** Excerpted records follows **
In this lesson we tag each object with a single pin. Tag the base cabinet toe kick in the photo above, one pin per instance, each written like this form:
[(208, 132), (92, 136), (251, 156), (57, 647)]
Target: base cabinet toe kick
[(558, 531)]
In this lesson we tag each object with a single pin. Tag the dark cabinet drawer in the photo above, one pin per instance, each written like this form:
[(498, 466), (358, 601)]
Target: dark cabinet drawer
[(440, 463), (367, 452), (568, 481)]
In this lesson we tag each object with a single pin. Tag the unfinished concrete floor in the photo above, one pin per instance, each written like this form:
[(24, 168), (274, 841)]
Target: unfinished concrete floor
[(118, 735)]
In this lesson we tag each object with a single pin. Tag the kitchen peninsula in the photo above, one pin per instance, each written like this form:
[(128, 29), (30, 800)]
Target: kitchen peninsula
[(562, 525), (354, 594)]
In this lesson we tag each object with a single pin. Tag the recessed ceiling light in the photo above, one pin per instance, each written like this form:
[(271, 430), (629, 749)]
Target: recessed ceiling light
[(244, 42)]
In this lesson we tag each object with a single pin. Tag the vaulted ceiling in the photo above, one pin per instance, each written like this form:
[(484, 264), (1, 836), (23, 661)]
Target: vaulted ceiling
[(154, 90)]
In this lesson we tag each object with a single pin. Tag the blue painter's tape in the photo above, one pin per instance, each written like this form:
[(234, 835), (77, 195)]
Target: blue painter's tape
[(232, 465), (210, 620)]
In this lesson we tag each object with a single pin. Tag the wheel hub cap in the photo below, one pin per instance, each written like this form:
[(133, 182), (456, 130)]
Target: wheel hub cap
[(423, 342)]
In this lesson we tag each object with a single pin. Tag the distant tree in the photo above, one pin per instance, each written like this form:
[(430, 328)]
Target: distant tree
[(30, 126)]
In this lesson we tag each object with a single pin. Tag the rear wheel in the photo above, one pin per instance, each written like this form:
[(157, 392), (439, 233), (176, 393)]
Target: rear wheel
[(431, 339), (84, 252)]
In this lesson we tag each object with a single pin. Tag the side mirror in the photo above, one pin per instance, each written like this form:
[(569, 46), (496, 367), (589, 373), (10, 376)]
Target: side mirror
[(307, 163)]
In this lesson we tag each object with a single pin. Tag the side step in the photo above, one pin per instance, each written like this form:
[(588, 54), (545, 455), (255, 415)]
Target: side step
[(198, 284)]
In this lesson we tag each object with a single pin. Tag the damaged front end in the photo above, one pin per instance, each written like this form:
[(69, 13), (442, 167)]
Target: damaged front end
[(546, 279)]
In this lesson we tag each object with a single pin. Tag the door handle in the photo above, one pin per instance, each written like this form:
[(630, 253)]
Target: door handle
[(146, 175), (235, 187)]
** End of Excerpted records **
Task brief:
The stretch of entries above that starts with the line containing "Tag the kitchen" and goes on through the line containing "[(484, 264), (1, 836), (23, 661)]" is to be transcribed exactly, and no other line is to be transcribed.

Result of this exercise:
In this lesson we tag each object with a single pin. Tag the kitchen peninsula in the photo above, one pin per instance, each written like this form:
[(128, 29), (30, 800)]
Target: kitchen peninsula
[(562, 525), (354, 594)]
In this lesson we tag each object with a single pin. Tag the recessed ceiling light in the photo above, one pin per instance, each written like this form:
[(271, 430), (629, 749)]
Target: recessed ceiling light
[(244, 42)]
In this lesson we tag each object with a single pin. Tag the vaulted ceiling in the photo above, one pin per instance, each written like this form:
[(484, 264), (1, 836), (23, 661)]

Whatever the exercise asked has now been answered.